== SUPPLIED RECORDS ==
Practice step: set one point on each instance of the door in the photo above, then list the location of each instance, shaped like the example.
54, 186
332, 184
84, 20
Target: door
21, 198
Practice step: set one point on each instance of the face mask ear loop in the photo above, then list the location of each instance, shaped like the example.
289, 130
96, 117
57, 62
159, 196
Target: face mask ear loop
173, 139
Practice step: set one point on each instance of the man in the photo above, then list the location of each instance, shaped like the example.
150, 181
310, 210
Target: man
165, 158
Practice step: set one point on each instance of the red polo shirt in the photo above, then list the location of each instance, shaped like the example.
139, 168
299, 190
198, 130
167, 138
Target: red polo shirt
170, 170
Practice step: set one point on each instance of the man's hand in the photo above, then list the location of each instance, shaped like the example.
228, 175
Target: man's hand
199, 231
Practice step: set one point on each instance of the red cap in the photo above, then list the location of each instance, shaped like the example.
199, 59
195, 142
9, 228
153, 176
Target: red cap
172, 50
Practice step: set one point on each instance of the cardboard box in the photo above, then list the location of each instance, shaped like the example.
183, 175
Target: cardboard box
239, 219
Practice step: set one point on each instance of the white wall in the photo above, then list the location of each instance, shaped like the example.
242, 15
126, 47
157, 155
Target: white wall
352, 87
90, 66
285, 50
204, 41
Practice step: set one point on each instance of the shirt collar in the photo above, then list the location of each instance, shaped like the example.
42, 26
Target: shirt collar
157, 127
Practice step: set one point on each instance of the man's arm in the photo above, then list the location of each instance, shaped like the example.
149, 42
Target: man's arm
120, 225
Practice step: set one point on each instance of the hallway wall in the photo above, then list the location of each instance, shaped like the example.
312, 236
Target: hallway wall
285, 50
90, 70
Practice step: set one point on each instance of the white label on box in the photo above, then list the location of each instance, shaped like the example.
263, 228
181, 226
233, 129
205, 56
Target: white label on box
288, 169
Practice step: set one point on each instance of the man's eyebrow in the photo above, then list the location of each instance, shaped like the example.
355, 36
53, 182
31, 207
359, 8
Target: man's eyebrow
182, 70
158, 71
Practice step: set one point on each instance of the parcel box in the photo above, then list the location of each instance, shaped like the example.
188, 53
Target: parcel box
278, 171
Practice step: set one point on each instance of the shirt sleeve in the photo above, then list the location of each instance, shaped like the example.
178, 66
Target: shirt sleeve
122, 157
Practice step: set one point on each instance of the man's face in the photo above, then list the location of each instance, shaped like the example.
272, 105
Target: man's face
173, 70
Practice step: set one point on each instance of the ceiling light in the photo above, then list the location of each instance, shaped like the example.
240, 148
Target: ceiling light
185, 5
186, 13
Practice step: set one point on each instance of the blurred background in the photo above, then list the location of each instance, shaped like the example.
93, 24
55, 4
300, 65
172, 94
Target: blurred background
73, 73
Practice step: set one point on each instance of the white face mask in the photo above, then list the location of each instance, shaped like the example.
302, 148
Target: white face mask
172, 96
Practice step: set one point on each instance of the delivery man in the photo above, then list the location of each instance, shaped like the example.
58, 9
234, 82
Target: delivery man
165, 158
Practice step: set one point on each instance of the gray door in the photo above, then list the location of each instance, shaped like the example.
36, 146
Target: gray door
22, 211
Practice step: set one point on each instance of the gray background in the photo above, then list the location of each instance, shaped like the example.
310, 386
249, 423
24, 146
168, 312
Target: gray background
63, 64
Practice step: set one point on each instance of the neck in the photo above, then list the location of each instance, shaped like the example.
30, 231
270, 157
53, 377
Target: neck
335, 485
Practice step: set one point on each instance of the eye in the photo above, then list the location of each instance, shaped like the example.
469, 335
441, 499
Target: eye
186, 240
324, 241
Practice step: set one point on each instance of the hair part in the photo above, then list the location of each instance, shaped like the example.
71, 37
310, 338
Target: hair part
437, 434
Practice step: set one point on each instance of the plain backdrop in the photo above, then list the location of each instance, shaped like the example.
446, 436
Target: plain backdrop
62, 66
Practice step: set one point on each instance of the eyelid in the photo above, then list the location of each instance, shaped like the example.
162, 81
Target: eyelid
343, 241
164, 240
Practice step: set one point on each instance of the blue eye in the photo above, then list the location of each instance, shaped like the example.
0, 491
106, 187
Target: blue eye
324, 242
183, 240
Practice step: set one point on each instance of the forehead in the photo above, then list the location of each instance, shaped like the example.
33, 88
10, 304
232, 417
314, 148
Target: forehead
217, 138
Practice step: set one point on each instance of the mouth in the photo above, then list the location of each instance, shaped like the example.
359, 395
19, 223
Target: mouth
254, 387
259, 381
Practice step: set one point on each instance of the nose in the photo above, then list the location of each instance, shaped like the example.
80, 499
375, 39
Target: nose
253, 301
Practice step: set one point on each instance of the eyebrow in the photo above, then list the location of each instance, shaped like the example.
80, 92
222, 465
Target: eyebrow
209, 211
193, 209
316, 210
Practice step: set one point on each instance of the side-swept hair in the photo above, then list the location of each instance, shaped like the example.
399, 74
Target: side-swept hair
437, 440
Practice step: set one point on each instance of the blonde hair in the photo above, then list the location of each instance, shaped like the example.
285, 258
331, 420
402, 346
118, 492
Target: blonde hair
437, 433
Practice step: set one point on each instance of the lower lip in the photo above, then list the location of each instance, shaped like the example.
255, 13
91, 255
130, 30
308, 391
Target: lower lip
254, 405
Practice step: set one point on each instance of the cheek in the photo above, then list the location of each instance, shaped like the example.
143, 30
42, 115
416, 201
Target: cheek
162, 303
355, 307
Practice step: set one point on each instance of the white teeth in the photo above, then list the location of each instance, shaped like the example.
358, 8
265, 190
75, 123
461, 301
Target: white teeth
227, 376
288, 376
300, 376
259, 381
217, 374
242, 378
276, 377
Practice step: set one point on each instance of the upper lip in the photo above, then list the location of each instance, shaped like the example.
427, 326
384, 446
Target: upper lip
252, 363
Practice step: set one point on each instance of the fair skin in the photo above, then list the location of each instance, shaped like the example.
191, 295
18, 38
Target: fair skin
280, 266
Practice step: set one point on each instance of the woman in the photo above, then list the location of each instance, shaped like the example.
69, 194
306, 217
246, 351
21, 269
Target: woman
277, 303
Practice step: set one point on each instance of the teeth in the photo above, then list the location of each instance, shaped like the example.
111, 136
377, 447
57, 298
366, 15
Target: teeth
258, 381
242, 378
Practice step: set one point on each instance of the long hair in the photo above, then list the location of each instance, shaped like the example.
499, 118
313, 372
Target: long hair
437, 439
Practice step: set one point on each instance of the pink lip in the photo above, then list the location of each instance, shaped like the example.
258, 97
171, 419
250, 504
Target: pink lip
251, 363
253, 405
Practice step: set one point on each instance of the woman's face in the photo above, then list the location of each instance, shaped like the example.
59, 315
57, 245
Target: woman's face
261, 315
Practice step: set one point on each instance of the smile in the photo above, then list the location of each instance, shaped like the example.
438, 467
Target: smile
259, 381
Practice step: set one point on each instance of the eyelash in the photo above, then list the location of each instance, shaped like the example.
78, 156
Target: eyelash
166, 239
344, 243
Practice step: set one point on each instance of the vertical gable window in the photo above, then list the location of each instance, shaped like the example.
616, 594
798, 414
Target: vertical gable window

== YOUR GOAL ==
What lines of the listing contain the word "window"? Copy them all.

== RESULT ==
Practice step: set one point on each instance of the vertical gable window in the photo above, then list the location of each instance, shaped like the example.
Target: vertical gable window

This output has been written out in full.